**EXERCISE AIM**
Which lines of the listing hold the string "bank"? Copy those lines.

**DATA LISTING**
'''

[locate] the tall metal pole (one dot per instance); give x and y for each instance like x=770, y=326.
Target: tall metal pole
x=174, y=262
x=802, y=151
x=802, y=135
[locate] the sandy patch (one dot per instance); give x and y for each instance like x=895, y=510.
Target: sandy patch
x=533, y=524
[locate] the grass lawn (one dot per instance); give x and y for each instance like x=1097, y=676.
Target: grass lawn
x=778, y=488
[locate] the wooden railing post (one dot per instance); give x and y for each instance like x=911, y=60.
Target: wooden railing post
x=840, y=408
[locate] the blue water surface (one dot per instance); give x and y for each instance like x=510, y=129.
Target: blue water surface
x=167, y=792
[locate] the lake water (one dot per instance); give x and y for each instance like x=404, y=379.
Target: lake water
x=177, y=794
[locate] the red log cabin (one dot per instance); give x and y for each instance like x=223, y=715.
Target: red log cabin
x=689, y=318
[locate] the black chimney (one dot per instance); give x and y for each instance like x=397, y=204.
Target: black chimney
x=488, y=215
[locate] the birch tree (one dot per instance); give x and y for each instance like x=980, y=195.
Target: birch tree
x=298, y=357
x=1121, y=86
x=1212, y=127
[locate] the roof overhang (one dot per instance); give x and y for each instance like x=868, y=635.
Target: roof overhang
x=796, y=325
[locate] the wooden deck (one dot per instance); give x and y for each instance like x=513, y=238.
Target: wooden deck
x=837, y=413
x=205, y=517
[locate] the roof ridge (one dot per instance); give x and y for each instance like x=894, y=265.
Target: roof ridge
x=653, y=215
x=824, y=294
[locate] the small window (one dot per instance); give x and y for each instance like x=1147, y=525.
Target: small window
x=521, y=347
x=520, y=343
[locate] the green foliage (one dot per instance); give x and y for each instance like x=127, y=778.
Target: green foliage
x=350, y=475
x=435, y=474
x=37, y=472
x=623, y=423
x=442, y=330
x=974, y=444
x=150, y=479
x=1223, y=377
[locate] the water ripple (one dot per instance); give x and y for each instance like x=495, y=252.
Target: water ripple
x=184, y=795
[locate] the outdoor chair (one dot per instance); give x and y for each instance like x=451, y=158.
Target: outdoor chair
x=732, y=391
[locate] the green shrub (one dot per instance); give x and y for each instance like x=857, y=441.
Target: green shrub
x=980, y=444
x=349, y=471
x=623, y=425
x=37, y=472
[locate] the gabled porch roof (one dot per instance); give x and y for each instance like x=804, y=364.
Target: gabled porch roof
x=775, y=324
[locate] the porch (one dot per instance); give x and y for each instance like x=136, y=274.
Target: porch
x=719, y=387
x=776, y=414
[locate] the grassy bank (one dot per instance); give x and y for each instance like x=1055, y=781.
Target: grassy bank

'''

**EXPECTED ANSWER**
[locate] the grassy bank (one dot per instance); give x and y for each instance like x=1055, y=781.
Target: grassy bank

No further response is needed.